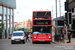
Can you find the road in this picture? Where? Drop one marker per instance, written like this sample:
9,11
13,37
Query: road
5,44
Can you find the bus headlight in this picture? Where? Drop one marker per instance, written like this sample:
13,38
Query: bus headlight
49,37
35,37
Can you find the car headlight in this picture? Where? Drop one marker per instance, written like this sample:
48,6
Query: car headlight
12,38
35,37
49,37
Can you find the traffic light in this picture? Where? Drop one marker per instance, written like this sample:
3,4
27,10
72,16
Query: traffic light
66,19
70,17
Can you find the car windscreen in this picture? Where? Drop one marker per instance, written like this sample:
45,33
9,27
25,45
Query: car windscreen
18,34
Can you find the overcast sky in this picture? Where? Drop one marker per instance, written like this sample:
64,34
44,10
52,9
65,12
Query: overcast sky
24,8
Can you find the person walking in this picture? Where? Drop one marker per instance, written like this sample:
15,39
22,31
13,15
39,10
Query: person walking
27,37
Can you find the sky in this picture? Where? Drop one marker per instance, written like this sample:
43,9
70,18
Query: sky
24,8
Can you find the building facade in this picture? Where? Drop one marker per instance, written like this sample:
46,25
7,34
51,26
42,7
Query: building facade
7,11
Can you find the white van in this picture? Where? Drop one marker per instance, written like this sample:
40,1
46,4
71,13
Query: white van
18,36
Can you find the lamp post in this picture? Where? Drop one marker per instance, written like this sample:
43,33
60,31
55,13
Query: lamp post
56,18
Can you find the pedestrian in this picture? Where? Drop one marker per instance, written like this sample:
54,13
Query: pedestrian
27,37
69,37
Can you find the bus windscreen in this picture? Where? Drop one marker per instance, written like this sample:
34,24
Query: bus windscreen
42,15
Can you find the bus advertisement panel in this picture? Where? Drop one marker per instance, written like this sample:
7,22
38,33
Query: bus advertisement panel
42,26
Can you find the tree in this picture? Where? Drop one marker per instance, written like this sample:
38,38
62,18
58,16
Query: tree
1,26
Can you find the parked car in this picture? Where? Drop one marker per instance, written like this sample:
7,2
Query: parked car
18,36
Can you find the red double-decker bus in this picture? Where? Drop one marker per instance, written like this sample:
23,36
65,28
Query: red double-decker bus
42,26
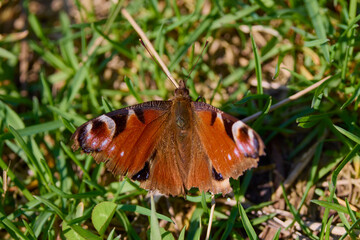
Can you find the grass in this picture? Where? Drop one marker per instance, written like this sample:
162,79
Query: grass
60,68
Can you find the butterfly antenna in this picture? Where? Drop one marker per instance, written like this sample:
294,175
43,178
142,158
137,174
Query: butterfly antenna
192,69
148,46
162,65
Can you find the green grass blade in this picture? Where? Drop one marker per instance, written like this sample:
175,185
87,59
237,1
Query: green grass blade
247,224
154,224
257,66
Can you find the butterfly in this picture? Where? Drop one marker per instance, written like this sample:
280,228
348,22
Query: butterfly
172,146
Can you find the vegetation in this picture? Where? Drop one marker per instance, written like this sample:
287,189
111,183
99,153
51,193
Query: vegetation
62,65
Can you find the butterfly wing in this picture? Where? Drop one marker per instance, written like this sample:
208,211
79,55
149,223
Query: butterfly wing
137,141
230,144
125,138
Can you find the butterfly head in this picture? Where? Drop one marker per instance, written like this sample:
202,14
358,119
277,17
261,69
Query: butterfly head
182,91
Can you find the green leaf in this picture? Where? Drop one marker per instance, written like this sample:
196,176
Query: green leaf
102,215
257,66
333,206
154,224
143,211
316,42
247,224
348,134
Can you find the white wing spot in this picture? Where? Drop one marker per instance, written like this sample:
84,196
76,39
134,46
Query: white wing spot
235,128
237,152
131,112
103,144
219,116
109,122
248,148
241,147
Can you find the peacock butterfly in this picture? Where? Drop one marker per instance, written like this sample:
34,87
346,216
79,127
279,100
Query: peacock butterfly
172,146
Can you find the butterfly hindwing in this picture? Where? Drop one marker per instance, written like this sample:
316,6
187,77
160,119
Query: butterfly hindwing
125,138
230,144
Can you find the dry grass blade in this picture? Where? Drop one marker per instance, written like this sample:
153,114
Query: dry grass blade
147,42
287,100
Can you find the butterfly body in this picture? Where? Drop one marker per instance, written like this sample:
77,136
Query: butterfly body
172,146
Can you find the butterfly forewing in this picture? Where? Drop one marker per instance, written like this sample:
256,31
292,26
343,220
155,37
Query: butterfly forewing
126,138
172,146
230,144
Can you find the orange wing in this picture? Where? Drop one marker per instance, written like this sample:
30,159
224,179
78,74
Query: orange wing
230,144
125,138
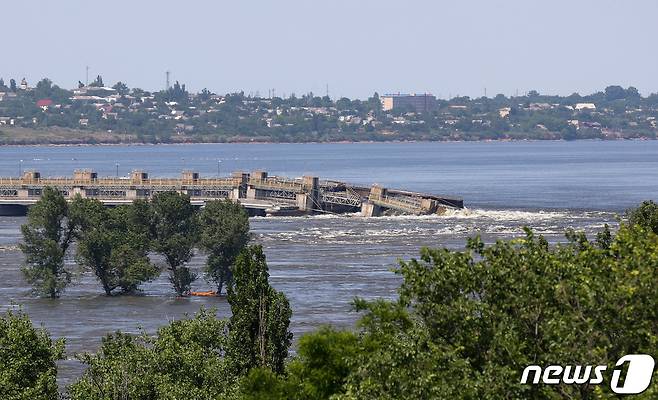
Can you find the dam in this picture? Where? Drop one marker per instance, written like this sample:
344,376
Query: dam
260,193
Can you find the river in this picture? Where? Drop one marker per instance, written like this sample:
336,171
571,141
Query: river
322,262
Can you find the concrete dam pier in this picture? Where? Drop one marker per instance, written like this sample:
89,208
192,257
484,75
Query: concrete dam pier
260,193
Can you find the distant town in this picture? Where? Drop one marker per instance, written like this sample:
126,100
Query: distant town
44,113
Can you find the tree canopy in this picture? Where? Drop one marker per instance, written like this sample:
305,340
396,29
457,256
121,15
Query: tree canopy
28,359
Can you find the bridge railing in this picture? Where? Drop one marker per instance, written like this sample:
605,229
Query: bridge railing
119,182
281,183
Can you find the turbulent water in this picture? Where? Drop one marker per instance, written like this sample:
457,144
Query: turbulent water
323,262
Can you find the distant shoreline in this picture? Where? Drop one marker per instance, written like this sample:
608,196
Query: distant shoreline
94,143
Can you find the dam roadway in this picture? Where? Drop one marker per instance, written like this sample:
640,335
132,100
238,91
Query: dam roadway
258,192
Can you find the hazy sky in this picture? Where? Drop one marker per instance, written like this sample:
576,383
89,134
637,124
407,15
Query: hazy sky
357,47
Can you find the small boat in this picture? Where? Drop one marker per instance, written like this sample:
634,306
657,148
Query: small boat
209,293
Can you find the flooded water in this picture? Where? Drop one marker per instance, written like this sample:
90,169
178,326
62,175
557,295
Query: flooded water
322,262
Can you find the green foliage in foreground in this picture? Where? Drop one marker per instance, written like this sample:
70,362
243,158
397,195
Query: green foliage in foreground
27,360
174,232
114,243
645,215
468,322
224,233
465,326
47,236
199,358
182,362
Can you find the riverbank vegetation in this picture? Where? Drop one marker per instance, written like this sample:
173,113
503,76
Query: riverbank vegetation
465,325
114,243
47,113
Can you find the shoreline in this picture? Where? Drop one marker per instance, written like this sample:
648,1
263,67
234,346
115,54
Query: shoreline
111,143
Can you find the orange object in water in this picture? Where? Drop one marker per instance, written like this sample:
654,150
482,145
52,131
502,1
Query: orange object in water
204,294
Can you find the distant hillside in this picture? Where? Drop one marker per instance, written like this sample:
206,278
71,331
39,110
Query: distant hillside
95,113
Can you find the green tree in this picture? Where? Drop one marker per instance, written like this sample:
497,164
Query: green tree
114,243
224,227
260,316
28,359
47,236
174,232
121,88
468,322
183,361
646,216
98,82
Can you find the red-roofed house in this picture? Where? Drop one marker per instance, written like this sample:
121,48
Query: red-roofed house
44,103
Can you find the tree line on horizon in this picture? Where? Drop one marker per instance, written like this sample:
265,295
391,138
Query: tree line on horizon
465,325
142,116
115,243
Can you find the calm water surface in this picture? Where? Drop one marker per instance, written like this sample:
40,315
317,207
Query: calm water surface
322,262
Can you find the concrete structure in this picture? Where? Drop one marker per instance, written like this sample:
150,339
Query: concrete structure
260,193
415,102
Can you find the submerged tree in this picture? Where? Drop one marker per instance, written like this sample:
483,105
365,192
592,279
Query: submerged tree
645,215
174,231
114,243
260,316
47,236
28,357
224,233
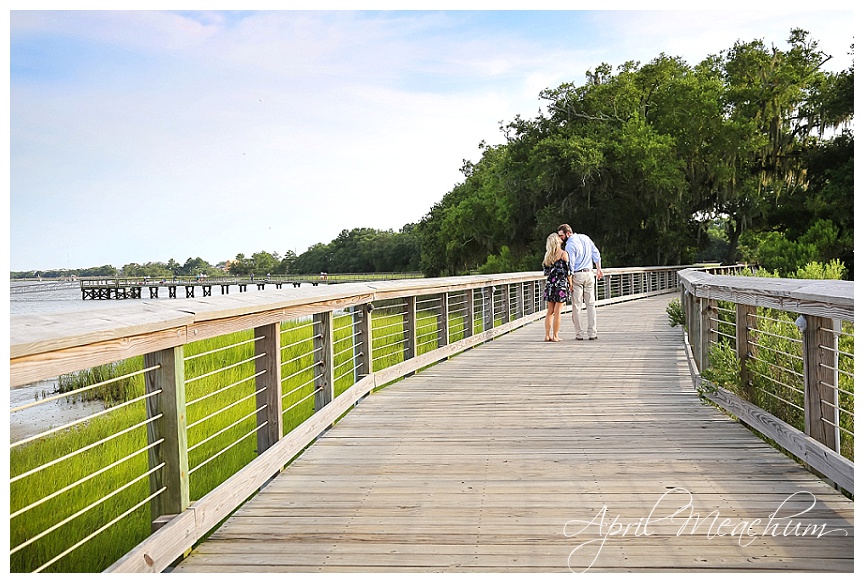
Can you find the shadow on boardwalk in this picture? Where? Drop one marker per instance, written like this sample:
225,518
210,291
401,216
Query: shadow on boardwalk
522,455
· · · · · · ·
= The request =
Your task is an exact transcription of all the data, minus the pictures.

= Complete answer =
Can you find the road in this picture? Where? Drop one marker per instance, written like this sample:
9,11
13,37
Query: road
5,44
Can you find the bus headlight in this picture? Where? Drop one marker per instance, written like this sample:
13,38
Query: bus headlight
49,37
35,37
Can you find the car headlight in this picture? Where? Drop one marker per instance, written like this sample:
48,6
Query: car headlight
12,38
35,37
49,37
Can you find the traffic light in this picture? Where? Drop one marker per instance, written like this sample:
3,4
27,10
72,16
Query: traffic light
66,19
70,17
Can you find the car windscreen in this picture? Where? Drop one marker per instance, written like this sample:
45,33
9,27
25,45
Query: car windscreen
18,34
Can you find the overcast sky in this picture? Where? Drop one marker per instance, written like this sample:
64,34
44,10
52,9
65,12
Query: overcast sky
24,8
Can you find the person walking in this picture? Where? Drop one marker per instance, written like this sample:
15,39
22,31
13,15
39,10
Query: person walking
27,37
Can you find the sky in this picture? Where? Drop one marker per instance, written like this sample:
43,9
70,18
Query: sky
24,8
Can you find the building facade in this picture? Where? Drop one marker per instance, written like this sample:
46,25
7,34
51,26
42,7
Query: building facade
7,11
Can you find the white van in this picture? Where? Drop one marker per instance, written like this sample:
40,1
46,4
71,13
Query: white van
18,36
Can you find the lamp post in this picture? Where? Drop one marker per instance, written like this sample:
43,33
60,31
55,13
Query: lamp post
56,18
Can you find the pedestrian in this picture? Where? Drop one marker per instance, written like this sample:
54,13
Query: pedestrian
27,37
69,37
Can you find the bus windscreen in this picture? Where? Drop one marker per instance, written like this sample:
34,24
Query: bus windscreen
42,15
Can you find the bus advertisement panel in this picture? Where? Drop one marker per instance, written like this sample:
7,22
38,33
Query: bus advertisement panel
42,26
Can you find the tree in this picture? Where? Drop one marker per instance, written like this sample:
38,38
62,18
58,16
Query: tree
1,26
Can you find the parked car in this picture? Where? Drop one marker per instance, written like this sample:
7,2
Query: parked car
18,36
Can you find the red double-decker bus in this picture? Where? Drop one marker per instance, written like this sample:
23,36
65,28
Query: red double-decker bus
42,26
Can you find the grass in this picture? Where? Drop one marker per instance, written like this sample:
162,79
Query: grass
60,68
Can you find the butterfly antenna in this picture? Where? Drop one marker per instance, written like this sample:
294,175
43,178
142,158
137,174
Query: butterfly antenna
192,69
148,46
162,65
Can you find the green grass blade in this picture? Where? Drop one marker per instance, written like this sample:
175,185
87,59
237,1
Query: green grass blade
247,224
154,224
257,66
Can you find the butterfly in this picture? Where? Drop one marker per instance, written like this sample:
280,228
348,22
Query: butterfly
172,146
Can you find the vegetation in this picture? Where? Drop one marker per instance, written like this sample:
287,189
111,183
99,153
51,193
Query: vegetation
62,65
Can you find the butterfly wing in this picture? Where? Drop one marker per instance, written like this sample:
208,211
79,55
149,223
Query: butterfly wing
137,141
230,144
125,138
Can you find the butterfly head in this picture? Where? Drop one marker per instance, written like this sample:
202,14
358,119
277,17
261,69
Query: butterfly head
182,91
Can you find the green leaf in this picture? Where? Drop one marker per instance, written like this sample:
196,176
Query: green leaf
102,215
257,66
333,206
154,224
143,211
316,42
247,224
348,134
Can you find the white wing spot in this picture? Where? Drop one marker per instance, written like this sample:
84,196
76,39
134,46
Query: white wing spot
235,128
237,152
131,112
103,144
219,116
109,122
248,148
241,147
Can you find the peacock butterfly in this picture? Where? Drop one marker per instance, written like this sample:
34,87
346,216
79,127
279,100
Query: peacock butterfly
172,146
Can you find the butterfly hindwing in this picture? Where? Drop one marker per instance, written like this sample:
316,6
187,77
160,119
Query: butterfly hindwing
125,138
230,144
Can you find the dry grass blade in this picture? Where? Drop one marker per instance, written like this sample:
153,114
Query: dry grass blade
147,42
287,100
Can you find the butterfly body in this picture? Where? Drop one marker per instance, written like this sample:
77,136
Query: butterfly body
172,146
Can you find the butterfly forewing in this picture? Where? Drop one marker per instance, written like this sample:
256,31
292,26
343,220
155,37
Query: butterfly forewing
126,138
172,146
230,144
Can you find the orange wing in this picture? Where? Drop one marker per instance, written like this sample:
30,159
224,179
78,74
Query: orange wing
230,144
125,138
Can you find the dam in this picture? Where? Drop one marker per instance, written like this sample:
344,376
Query: dam
260,193
Can you find the river in this picture? Where? Drop one marker per instance, written like this sample:
336,171
571,141
Query: river
322,262
Can you find the concrete dam pier in this picture? Where? Drop one marker per instance, written like this sample:
89,208
192,257
484,75
Query: concrete dam pier
260,193
Can you find the distant town in this picture? Where? Drop one marker per instance, written like this sample:
126,100
Query: distant town
44,113
Can you find the tree canopy in this picture? Where? Drop one marker per instance, written like this sample:
305,340
396,29
457,256
121,15
Query: tree canopy
28,359
Can you find the bridge railing in this picture? Where? Drop one marker per instance, written like this sample:
605,229
Query: bridge railing
119,182
281,183
Can you find the turbulent water in this picture? Where? Drop one marker per instance, written like this sample:
457,144
Query: turbulent water
323,262
Can you find the distant shoreline in this picture? Where? Drop one marker per instance, written like this sample:
608,196
Query: distant shoreline
94,143
Can you find the dam roadway in this picture? Where? Drop one marker per instance, written like this sample:
640,335
132,100
238,91
Query: dam roadway
258,192
Can you find the hazy sky in this picture? Where? Drop one marker per instance, written like this sample:
576,383
89,134
637,124
407,15
Query: hazy sky
357,47
Can you find the small boat in this picture? Where? Drop one marker per instance, written like this sample:
634,306
657,148
Query: small boat
209,293
Can you find the flooded water in this picture? Where? Drop one marker per instance, written like this sample:
90,169
178,326
62,175
557,295
Query: flooded water
322,262
Can you find the green foliage in foreground in this picture? Where? Drop one marker per instance, written like this sample:
70,362
243,158
397,195
Query: green foliage in foreground
27,360
174,232
114,243
645,215
468,322
224,233
465,326
47,236
199,358
182,362
Can you find the riverbank vegetation in this picture? Where? Drop one marker per instance, written like this sample:
173,113
503,76
Query: riverbank vegetation
465,325
114,243
47,113
Can you find the shoreline in this picture? Where? Drop one marker per instance, written like this sample:
648,1
263,67
234,346
115,54
Query: shoreline
111,143
Can you find the orange object in water in this picture? Where? Drop one marker per instance, written like this sample:
654,150
482,145
52,131
502,1
Query: orange object in water
204,294
Can you find the distant hillside in this picture? Where? Drop one marker per instance, written like this sample:
206,278
71,331
39,110
Query: distant hillside
95,113
Can you find the green tree in this picture? Where? Drop one marker per instance, written like this sample:
497,164
Query: green tree
114,243
224,227
260,316
28,359
47,236
174,232
121,88
468,322
183,361
646,216
98,82
Can you find the red-roofed house in this picture? Where? Drop one marker per instance, written like this sample:
121,48
Query: red-roofed house
44,103
Can you find the tree line on horizon in this picture? Where? Drop one marker per instance, written like this sample:
265,295
391,138
Query: tree line on horizon
465,325
142,116
115,243
Can you find the calm water surface in this picture? Where? Drop one marker per instance, written like this sample:
40,315
317,207
Query: calm water surface
322,262
Can you find the concrete structure in this picture? Where? Drop one marker per instance, written like this sample:
150,339
Query: concrete structure
260,193
415,102
Can you find the submerged tree in this picture? Where? Drop one marker per instance, written like this sample:
483,105
365,192
592,279
Query: submerged tree
645,215
174,231
114,243
260,316
47,236
28,357
224,233
Can you find the shadow on boardwalk in this picture? Where? Drop one marker per instance, written like this sample:
225,518
210,291
401,216
Query: shadow on boardwalk
522,455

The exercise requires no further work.